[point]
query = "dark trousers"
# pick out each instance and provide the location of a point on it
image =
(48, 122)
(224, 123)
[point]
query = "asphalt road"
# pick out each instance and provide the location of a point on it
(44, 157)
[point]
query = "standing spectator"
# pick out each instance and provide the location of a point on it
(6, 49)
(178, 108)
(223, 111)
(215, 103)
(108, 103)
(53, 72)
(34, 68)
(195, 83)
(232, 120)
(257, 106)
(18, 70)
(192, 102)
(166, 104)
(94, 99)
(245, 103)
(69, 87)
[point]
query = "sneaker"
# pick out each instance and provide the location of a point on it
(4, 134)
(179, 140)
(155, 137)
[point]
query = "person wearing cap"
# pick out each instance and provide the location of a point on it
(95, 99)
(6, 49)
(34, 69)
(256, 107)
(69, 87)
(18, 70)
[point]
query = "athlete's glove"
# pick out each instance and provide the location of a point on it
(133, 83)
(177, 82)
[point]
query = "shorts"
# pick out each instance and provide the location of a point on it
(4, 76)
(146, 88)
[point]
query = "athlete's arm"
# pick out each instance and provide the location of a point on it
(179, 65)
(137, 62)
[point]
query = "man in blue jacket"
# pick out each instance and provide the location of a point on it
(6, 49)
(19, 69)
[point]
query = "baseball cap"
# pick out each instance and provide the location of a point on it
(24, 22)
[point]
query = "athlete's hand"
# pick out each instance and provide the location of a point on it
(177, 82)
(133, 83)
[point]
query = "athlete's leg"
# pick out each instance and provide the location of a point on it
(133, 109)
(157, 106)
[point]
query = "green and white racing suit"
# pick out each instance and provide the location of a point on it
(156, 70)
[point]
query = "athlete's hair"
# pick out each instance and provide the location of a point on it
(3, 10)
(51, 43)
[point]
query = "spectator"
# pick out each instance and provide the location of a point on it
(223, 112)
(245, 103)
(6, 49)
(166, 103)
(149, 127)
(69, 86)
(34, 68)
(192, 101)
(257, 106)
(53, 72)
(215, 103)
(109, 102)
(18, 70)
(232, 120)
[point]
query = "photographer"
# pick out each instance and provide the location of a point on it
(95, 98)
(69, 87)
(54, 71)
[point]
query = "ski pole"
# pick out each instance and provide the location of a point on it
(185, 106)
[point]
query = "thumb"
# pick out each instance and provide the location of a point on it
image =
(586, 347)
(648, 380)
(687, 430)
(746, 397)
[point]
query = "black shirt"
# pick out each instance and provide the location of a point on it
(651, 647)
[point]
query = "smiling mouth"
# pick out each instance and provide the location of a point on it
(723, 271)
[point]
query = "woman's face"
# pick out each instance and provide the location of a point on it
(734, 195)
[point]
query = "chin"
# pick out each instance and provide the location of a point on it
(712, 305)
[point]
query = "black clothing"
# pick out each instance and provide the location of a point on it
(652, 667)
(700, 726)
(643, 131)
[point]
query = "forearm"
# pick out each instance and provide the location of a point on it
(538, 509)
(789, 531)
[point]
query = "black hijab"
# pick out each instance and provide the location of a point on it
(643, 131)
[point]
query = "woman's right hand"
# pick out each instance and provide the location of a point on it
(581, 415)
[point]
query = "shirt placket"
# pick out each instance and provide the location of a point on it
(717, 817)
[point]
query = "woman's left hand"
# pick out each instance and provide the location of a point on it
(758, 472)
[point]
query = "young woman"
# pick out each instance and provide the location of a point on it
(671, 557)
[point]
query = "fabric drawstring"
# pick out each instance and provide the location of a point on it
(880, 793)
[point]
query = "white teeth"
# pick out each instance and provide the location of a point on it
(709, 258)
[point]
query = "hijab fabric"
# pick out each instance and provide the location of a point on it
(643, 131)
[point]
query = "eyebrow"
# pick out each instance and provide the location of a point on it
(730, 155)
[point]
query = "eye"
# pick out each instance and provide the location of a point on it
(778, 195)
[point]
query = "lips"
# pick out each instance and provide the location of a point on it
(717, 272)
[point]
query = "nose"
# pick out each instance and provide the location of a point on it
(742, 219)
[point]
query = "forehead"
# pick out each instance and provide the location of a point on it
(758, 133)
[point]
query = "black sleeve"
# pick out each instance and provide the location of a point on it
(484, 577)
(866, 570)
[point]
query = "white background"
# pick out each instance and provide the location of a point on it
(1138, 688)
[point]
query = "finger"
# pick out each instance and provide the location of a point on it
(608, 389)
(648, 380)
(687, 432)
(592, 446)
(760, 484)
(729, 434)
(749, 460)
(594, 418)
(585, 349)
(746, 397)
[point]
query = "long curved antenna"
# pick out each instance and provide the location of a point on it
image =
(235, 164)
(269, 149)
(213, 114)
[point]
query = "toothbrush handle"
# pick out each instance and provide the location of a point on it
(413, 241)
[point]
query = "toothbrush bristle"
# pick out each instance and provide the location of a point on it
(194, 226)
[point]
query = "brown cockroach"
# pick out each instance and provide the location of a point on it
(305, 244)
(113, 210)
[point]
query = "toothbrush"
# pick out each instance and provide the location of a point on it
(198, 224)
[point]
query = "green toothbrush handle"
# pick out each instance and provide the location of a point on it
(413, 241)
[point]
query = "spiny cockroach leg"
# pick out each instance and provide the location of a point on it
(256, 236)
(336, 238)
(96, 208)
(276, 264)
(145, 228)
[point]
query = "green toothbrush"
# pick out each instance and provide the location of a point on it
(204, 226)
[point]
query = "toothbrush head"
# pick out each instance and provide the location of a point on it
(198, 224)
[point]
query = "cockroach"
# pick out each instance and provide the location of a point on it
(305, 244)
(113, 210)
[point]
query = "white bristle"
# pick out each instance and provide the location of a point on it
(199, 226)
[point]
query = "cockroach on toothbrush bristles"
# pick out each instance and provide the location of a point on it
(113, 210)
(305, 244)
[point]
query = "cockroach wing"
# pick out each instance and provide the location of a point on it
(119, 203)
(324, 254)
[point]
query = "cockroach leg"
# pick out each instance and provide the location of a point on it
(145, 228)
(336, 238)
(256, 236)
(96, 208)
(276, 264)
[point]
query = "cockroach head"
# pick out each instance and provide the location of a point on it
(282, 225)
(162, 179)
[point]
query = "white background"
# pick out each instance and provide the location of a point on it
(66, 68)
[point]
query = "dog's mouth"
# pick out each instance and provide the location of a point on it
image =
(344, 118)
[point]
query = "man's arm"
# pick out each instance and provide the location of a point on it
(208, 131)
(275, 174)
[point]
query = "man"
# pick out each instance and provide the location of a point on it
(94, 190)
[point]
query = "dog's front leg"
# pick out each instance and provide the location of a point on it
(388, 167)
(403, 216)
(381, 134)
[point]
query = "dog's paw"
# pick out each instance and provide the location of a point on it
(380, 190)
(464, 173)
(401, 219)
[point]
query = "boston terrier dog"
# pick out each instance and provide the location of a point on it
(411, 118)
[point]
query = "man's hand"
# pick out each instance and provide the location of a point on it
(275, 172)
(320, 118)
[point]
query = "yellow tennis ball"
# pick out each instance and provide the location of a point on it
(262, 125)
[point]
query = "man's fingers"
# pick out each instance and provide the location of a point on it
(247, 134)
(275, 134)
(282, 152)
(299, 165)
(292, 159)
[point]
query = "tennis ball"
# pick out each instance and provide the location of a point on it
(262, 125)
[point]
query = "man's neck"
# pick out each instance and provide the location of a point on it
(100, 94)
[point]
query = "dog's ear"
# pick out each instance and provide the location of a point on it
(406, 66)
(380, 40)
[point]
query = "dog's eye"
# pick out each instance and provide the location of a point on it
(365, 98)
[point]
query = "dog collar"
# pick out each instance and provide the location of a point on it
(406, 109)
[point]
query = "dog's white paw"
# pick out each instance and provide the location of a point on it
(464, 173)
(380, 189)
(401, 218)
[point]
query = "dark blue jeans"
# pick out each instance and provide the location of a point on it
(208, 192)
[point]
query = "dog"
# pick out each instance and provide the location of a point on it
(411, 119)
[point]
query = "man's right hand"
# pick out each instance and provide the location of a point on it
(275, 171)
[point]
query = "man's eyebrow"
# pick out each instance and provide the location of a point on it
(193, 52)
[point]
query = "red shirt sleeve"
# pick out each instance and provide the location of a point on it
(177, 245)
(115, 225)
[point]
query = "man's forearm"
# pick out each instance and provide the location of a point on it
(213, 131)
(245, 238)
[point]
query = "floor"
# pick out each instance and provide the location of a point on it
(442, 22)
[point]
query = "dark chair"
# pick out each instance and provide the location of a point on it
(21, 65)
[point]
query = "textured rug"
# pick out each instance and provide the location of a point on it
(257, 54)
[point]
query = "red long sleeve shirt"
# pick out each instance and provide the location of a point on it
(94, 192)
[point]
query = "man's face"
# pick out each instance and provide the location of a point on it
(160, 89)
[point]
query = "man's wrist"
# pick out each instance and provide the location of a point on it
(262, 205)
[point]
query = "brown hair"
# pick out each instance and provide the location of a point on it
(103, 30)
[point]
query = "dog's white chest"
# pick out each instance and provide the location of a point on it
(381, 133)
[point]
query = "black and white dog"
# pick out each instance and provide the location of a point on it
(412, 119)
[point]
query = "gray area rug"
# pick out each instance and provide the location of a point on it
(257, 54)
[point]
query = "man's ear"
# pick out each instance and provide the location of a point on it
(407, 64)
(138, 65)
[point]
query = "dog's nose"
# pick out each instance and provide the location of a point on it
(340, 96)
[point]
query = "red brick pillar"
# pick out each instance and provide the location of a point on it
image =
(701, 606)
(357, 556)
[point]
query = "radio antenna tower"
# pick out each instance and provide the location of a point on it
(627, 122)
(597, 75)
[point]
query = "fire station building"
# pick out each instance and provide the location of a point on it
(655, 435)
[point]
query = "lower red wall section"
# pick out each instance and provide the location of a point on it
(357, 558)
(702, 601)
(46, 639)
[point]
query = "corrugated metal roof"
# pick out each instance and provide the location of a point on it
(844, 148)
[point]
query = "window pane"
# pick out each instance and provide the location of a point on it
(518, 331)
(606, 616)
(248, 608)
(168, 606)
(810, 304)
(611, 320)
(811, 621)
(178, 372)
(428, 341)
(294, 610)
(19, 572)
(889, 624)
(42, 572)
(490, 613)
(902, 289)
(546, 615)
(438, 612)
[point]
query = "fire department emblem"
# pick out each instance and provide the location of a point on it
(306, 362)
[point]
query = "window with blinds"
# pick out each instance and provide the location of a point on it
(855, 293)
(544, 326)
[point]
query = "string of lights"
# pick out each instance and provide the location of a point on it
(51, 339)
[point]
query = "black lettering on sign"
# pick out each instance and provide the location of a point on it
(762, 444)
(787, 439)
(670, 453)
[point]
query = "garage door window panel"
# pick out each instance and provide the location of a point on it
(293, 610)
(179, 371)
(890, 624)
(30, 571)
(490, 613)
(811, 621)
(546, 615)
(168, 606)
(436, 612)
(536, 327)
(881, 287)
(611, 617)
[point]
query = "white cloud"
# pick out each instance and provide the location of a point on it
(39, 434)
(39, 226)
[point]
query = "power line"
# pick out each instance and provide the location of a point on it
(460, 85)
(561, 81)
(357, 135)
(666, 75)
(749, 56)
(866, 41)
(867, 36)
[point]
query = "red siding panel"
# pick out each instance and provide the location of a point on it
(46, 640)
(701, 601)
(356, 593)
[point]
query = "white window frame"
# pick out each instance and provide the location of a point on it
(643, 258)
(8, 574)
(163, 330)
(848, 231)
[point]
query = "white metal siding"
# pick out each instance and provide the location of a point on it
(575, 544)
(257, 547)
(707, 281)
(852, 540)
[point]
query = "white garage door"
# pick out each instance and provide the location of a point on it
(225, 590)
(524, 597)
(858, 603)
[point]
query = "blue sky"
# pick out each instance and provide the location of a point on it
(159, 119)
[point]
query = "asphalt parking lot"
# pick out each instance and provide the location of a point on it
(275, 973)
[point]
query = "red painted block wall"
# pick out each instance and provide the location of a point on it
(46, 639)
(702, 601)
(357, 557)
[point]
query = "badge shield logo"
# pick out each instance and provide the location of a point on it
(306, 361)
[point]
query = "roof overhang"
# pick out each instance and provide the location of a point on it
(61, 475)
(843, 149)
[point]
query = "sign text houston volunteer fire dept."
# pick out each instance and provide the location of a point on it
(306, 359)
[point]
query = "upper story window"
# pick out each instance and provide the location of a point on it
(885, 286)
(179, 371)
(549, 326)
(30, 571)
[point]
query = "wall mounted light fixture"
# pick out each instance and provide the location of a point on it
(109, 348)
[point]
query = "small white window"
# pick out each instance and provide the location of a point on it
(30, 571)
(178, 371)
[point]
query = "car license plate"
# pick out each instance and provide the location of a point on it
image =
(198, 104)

====

Exercise goal:
Across the material above, how many lines include the string "handle"? Only the number is wanted.

Output of the task:
2